Text segment:
DENVER - Michelle Obama told Democrats on the opening night of their convention that her husband and their presumed nominee, Sen. Barack Obama, emerged from humble beginnings with an understanding of the need to serve and inspire.

She spoke of visiting the Chicago neighborhoods where Obama worked as a community organizer and how he told people not to settle for "the world as it is." His words "stayed with me ever since," she said.

"He urged us to believe in ourselves - to find strength within ourselves to strive for the world as it should be," she said. "And isn't that the great American story?"

In the first major address at the Democratic National Convention, Michelle Obama said she and Barack Obama feel an obligation to "fight for the world as it should be" to ensure a better future for their daughters and all children.

In keeping with the campaign's effort to play up party unity at the Denver convention, Michelle Obama also paid tribute to her husband's former rival for the Democratic nomination, New York Sen. Hillary Rodham Clinton. Clinton's success in the primaries means that her daughters "can dream a little bigger and aim a little higher," Michelle Obama said.

Her 16-minute speech was peppered with anecdotes about the couple and their two daughters, Malia, 10, and Sasha, 7, and offered a humanizing portrait of the candidate, who has endured criticism from Republicans, and even some Democrats, for appearing aloof and elitist.

Work instructions:
(1) Reproduce the part of the article about Michelle Obama's convention speech that opens with the words containing "In the first" and closes with "Michelle Obama said.".
(2) Write the next part of the article about Michelle Obama's convention speech, picking up after its final sentence.

Supplied entries:
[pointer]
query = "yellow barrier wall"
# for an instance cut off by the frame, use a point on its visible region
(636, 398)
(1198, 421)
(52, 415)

Exercise responses:
(1)
In the first major address at the Democratic National Convention, Michelle Obama said she and Barack Obama feel an obligation to "fight for the world as it should be" to ensure a better future for their daughters and all children.

In keeping with the campaign's effort to play up party unity at the Denver convention, Michelle Obama also paid tribute to her husband's former rival for the Democratic nomination, New York Sen. Hillary Rodham Clinton. Clinton's success in the primaries means that her daughters "can dream a little bigger and aim a little higher," Michelle Obama said.

(2)
"I come here as a wife who loves my husband and believes he will be an extraordinary president," she said in her first address to a broad audience of voters.

The night was a family affair. Marian Robinson, Michelle's mother, narrated a video about the next potential first family, and Michelle was introduced by her brother, Craig, head basketball coach at Oregon State University in Corvallis.

Obama, 47, an Illinois senator, watched the proceedings at the home of a family in the Kansas City area. He told reporters today that his primary goal for the convention is to "make the choice between myself and John McCain as clear as possible," referring to the presumed Republican nominee.

"I want people to come away saying, 'whether I'm voting for the guy or against the guy, I know what he stands for,'" Obama said.

Michelle Obama's speech capped a night that featured an unexpected speech by Massachusetts Senator Edward Kennedy, the unofficial patriarch of the Democratic Party who is suffering from brain cancer.